WHAT THE EXERCISE ASKS – Among the lines below, a stretch begins at the one with "Query: stone tower top" and ends at the one with "out like [366,4].". Repeat that stretch exactly, ends included.
Content starts
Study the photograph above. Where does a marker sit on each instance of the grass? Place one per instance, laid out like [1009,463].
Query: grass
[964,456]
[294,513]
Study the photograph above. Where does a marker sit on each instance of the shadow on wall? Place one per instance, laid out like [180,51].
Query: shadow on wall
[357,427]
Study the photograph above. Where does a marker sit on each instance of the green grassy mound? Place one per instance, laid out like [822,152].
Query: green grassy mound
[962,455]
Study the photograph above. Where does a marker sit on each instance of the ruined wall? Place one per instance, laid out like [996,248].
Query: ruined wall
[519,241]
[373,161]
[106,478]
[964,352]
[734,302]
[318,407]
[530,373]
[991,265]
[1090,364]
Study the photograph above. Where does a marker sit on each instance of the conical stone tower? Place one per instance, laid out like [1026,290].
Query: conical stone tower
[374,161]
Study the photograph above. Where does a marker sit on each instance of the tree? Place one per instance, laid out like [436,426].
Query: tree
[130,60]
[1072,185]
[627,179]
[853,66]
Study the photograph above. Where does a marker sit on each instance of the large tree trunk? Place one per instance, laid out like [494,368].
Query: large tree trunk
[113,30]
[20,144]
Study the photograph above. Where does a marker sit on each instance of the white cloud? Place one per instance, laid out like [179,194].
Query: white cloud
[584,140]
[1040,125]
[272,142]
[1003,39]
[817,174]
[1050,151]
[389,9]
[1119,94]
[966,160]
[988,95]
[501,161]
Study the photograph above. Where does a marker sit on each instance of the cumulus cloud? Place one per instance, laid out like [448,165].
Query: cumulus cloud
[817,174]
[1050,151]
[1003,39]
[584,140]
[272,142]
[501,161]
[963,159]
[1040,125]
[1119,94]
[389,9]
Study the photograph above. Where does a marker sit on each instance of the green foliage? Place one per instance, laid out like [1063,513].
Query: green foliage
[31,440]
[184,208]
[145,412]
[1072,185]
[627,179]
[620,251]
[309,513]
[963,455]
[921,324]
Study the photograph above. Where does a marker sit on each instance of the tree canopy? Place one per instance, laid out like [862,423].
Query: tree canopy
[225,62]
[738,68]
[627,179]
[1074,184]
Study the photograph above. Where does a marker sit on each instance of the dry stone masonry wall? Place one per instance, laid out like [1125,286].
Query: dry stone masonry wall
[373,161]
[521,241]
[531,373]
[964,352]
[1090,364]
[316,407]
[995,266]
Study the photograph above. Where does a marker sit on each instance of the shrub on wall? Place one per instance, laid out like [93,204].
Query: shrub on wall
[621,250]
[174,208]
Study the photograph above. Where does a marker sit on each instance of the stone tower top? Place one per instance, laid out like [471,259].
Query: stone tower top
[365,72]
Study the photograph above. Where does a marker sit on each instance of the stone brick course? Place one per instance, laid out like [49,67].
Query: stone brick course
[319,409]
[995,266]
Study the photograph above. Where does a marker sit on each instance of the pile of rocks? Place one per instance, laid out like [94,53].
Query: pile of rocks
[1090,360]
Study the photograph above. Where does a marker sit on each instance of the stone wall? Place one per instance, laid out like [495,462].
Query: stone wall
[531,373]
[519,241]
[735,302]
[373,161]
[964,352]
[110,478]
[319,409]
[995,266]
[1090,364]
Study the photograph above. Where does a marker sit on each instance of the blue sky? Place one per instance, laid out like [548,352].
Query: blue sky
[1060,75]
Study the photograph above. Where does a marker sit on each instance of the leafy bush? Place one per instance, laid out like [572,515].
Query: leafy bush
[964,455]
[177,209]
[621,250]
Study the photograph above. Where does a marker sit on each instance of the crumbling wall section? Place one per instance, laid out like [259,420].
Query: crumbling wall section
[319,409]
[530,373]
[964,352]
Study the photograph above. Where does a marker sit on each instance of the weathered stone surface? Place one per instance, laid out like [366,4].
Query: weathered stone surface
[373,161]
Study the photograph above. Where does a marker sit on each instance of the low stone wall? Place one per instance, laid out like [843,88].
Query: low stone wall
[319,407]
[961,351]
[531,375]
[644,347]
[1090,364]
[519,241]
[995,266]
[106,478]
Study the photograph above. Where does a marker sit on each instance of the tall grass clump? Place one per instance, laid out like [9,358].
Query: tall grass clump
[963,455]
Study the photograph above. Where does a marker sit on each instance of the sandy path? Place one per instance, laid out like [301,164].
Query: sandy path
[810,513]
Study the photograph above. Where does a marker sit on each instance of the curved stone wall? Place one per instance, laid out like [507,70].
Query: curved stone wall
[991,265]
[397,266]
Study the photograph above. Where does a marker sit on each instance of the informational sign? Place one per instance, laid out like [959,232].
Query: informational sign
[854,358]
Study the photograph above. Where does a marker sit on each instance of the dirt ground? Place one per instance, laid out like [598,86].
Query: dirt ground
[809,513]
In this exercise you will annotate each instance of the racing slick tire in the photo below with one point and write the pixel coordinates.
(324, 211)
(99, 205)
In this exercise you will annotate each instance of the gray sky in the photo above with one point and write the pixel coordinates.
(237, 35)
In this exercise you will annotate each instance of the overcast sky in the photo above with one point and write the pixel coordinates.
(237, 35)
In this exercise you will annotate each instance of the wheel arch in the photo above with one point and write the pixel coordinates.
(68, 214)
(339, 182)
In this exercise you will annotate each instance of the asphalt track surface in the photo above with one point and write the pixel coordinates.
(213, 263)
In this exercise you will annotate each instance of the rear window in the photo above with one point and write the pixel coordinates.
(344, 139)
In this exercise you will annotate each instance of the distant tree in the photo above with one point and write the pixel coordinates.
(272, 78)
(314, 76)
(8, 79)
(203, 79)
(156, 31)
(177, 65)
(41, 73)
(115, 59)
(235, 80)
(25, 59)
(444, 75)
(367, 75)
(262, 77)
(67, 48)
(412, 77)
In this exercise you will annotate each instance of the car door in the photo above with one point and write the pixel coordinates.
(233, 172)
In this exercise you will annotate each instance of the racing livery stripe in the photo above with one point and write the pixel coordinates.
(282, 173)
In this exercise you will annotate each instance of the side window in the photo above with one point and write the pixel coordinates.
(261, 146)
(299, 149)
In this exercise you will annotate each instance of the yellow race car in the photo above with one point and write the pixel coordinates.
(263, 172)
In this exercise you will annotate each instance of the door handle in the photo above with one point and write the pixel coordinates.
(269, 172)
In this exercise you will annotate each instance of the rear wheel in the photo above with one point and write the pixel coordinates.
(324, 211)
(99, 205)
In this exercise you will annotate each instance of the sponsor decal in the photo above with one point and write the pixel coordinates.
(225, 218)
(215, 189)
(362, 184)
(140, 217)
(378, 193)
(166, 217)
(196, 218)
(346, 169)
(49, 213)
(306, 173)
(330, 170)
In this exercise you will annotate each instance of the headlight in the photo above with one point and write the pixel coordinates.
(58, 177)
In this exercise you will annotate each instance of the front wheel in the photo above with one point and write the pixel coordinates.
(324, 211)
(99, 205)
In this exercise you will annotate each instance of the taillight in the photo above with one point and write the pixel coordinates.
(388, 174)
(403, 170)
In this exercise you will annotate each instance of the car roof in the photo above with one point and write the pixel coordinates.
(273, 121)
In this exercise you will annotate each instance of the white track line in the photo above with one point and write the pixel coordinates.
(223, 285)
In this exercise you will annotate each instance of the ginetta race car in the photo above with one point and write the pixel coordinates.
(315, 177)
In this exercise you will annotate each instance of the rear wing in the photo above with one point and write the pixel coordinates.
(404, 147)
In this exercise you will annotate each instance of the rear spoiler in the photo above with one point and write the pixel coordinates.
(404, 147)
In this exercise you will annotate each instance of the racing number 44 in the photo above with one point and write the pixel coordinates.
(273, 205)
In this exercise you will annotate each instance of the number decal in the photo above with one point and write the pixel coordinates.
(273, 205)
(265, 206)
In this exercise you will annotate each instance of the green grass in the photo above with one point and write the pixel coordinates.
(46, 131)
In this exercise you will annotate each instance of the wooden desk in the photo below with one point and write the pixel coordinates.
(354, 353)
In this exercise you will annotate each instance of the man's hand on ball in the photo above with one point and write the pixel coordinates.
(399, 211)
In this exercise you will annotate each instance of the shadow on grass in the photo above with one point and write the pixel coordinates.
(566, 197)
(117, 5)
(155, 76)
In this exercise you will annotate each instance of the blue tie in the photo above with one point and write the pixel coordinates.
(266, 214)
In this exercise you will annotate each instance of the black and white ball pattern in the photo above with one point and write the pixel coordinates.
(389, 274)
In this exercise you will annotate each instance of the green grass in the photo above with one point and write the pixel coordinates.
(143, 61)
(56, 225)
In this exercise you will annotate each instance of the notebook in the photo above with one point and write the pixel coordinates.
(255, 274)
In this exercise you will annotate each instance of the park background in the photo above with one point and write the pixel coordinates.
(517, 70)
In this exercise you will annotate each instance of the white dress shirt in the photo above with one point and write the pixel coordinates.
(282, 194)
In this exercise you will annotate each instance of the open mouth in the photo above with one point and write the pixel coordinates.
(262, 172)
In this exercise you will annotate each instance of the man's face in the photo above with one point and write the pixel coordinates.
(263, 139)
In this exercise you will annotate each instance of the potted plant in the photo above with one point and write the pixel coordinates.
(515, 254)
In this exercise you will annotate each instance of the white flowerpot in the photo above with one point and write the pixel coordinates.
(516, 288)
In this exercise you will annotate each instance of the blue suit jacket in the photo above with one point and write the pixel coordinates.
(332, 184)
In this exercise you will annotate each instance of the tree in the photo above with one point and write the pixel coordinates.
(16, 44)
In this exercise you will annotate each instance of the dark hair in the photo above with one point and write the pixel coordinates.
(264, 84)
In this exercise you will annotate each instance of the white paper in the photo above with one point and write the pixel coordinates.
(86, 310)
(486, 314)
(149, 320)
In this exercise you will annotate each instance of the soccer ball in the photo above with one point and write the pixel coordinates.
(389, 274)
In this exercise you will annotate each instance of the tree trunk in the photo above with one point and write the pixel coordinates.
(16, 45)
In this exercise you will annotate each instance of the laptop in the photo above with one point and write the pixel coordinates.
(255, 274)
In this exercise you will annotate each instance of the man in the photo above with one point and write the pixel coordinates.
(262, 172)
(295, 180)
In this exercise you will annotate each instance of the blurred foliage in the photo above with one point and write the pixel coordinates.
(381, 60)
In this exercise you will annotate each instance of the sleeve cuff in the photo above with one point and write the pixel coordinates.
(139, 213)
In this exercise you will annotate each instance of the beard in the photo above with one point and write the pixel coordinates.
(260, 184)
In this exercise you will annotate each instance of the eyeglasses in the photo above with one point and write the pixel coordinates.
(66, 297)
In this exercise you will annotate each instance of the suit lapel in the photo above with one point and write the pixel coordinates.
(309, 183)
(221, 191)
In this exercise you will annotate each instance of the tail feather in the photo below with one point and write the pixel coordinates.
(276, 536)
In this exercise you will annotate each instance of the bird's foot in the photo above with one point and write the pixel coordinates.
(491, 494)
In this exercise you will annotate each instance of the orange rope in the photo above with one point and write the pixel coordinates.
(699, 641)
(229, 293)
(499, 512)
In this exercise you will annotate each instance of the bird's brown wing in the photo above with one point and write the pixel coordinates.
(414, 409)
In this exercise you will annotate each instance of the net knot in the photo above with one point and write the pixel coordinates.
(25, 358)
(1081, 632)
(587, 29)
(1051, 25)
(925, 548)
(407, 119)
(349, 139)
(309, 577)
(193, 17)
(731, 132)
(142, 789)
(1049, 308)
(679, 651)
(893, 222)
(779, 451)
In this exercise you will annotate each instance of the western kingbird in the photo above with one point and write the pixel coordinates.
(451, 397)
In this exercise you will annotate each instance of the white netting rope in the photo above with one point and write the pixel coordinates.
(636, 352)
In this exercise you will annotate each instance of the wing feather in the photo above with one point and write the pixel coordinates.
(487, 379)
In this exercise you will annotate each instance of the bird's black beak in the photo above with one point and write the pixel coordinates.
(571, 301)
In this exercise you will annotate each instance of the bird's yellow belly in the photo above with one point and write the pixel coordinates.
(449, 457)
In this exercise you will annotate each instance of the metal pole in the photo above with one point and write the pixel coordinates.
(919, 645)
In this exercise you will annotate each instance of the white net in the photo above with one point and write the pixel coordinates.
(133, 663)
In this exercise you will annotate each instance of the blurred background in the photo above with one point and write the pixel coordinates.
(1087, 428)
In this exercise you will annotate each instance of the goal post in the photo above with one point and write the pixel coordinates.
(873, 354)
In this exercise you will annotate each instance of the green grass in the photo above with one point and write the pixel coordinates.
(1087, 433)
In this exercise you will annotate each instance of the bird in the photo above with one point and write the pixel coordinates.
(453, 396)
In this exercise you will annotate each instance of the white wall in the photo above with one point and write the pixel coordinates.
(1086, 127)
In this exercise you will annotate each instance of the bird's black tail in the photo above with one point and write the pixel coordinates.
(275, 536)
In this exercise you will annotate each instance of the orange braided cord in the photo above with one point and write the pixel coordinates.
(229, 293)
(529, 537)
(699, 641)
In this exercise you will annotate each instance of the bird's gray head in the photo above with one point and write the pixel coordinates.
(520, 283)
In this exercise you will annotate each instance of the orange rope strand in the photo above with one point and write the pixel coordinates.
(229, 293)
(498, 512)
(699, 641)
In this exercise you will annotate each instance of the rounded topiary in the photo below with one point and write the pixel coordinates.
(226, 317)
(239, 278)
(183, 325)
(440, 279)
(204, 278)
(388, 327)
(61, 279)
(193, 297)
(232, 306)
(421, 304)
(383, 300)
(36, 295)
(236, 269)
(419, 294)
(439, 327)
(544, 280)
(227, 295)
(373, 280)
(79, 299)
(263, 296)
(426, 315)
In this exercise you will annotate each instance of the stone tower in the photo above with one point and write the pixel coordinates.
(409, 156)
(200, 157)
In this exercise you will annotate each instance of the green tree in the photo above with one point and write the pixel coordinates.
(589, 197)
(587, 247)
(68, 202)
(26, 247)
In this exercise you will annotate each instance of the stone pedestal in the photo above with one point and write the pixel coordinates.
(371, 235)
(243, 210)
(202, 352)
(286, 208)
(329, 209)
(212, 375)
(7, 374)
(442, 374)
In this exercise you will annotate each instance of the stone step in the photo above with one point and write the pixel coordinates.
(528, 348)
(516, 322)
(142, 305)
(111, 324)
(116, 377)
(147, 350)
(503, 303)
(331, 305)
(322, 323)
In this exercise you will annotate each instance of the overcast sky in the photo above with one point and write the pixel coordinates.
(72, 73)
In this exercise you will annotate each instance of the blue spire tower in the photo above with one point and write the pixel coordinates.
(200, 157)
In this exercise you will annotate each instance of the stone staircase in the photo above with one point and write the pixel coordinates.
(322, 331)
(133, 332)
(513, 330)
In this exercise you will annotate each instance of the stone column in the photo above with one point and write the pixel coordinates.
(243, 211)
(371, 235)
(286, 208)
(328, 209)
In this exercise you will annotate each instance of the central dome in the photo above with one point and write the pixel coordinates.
Content ends
TASK OUTPUT –
Query: stone tower top
[365,72]
Study the photograph above. Where does a marker sit on each instance of the stone brick course? Place one per instance, laid out like [49,67].
Query: stone brick course
[319,409]
[995,266]
Study the photograph above. Where does a marker sit on each instance of the pile of rocks? Place one per instance, laid out like [94,53].
Query: pile of rocks
[1090,360]
Study the photograph above. Where does a marker sit on each instance of the stone wall? Place one per instance, laid out like [495,462].
Query: stone wall
[531,373]
[519,241]
[735,302]
[373,161]
[964,352]
[110,478]
[319,409]
[995,266]
[1090,364]
Study the photograph above. Where does a marker sit on each instance of the blue sky? Place one per instance, laid out like [548,352].
Query: blue sky
[1060,75]
Study the photograph above. Where does a marker sit on each instance of the leafy bush? Place one per instance, laid out like [572,515].
Query: leafy bush
[964,455]
[177,209]
[621,250]
Study the photograph above. Where does a marker sit on each instance of the crumbling wall section? Place one per instance, laid out like [259,420].
Query: crumbling wall section
[319,409]
[530,373]
[964,352]
Study the photograph above. Where does a marker sit on each instance of the weathered stone surface? Place one per instance, laid out like [366,4].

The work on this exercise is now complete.